Callum Laing [32:01]
Yeah, and I like that there is no right way. But if there was a right way of doing business, we would all save ourselves a lot of time. So that doesn’t help your listeners at all doesn’t like I think that the Yeah, there’s plenty of cases where people have just been passionate about their product and there has been that market fit but my my view now and maybe it’s just
an aspect of having spent so much time is that
I no longer tracks my own ideas. I don’t I won’t invest in my own business ideas because naturally I think they’re all genius. But I’ve learned through through bitter experience that the market doesn’t always agree. So now, for me getting getting pre sales is is absolutely my criteria over whether or not I will go ahead with with a product and and the other thing that I’ve realised Is that most entrepreneurs are actually great problem solvers. So, finding, finding the market fit is is the hardest bit it’s, you know, getting getting clients to actually put their hands in their pockets and give you large sums of money is quite hard. But if you if somebody wrote you out a check today for a million dollars and said, David, we want you to come up with a three week podcasters bootcamp with top top entrepreneurs or whatever it might be. And you knew that you couldn’t possibly put that together yourself. But you’ve got a check for a million dollars. You’ll find a way to solve that problem. You you’ll get on the phone you’ll call other people you’ll partner with other people. You’ll make the thing happen. Are you offering
David Ralph [33:53]
you’re offering me this deal is on the table. Callum
Callum Laing [34:00]
And I love it. But but that’s the thing. Like if you’re talking to a client and you discover that they’ve got a problem and they’ve got a problem that’s so valuable that they will throw money at it, then even if you don’t know all the answers, I’m pretty sure that you can get you can gather together some people that will will be able to put together a solution and sell it. So it’s, you know, it’s, I think it’s very exciting times from from that, that perspective. It’s never been easier to pull together those resources to deliver what people will pay for.

Pointing dataset records

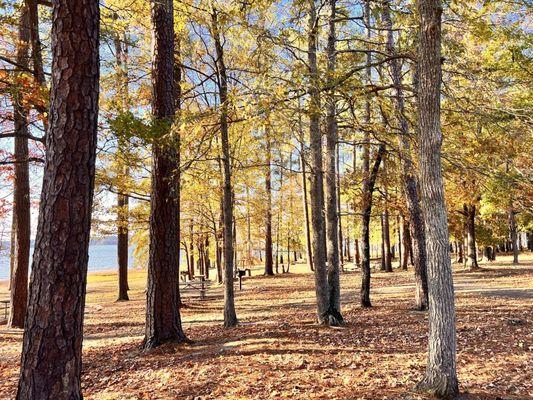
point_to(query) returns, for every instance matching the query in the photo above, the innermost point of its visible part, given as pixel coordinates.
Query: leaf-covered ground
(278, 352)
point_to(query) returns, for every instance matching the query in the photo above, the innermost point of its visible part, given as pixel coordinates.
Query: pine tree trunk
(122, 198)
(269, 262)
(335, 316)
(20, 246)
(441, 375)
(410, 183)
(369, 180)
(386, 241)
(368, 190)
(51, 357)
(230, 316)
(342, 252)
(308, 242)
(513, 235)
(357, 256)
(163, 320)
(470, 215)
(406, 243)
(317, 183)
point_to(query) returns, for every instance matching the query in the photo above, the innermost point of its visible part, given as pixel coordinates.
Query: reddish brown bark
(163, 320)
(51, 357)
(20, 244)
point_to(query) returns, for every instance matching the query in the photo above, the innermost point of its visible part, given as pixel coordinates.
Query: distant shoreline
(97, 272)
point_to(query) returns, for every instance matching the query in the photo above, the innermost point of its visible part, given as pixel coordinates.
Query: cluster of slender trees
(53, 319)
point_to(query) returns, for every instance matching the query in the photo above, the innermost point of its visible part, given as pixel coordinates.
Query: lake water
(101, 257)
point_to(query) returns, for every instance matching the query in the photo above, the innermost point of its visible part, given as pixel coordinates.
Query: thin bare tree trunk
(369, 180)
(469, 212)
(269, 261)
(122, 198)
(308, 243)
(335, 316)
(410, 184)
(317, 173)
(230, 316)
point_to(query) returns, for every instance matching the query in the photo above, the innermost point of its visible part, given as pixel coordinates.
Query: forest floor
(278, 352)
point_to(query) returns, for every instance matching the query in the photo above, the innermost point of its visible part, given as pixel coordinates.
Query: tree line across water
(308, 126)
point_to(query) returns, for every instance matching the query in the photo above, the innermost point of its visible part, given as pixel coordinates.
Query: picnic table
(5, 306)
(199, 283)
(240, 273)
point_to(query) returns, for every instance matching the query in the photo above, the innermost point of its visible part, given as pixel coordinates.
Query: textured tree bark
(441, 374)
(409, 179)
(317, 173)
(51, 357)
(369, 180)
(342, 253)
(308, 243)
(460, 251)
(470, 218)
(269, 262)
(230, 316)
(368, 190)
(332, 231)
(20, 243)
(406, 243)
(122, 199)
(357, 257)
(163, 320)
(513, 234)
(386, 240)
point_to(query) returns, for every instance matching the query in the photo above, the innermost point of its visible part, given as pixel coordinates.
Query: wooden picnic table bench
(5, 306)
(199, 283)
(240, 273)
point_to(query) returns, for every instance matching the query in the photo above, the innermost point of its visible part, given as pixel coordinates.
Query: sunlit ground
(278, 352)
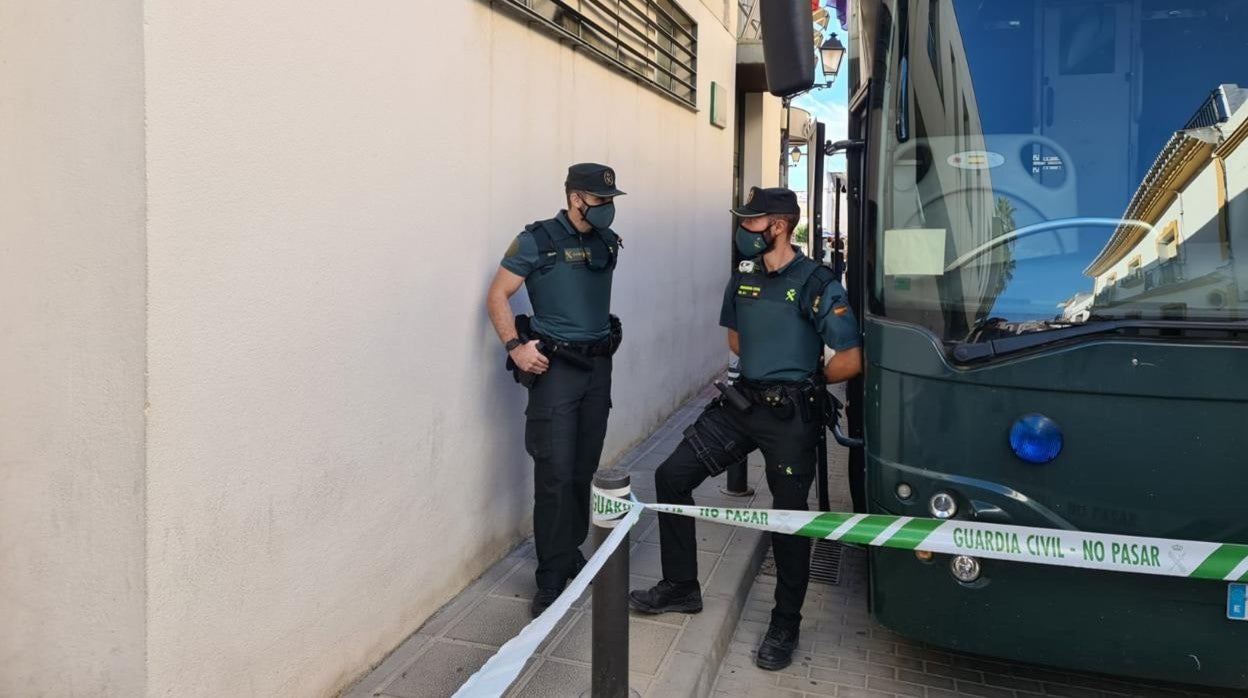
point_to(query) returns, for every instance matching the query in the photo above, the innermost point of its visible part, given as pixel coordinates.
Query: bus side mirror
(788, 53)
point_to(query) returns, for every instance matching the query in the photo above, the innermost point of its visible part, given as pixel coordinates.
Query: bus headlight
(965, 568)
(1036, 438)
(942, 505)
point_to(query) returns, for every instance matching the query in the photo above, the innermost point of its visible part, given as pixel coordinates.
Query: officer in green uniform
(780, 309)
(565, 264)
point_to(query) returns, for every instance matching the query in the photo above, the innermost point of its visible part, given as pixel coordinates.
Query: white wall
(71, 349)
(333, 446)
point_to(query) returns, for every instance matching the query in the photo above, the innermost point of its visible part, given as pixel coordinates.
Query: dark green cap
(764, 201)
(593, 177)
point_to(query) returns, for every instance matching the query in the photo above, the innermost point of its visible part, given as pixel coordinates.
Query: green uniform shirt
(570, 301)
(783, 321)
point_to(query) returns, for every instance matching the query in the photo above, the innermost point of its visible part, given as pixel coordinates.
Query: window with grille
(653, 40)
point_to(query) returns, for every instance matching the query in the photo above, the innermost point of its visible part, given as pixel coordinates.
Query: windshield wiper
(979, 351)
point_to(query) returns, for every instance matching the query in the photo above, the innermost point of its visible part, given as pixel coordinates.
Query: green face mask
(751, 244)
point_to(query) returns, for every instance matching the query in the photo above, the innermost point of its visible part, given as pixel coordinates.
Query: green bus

Problem:
Please answer these questions about the interview excerpt:
(a) What does Callum Laing say is now his criterion for deciding whether to go ahead with a product?
(b) In his hypothetical, how large is the check, and how long is the podcasters bootcamp it pays for?
(c) What does he say has never been easier?

Output for this exercise:
(a) Getting pre-sales.
(b) A million dollars, for a three-week bootcamp.
(c) Pulling together the resources to deliver what people will pay for.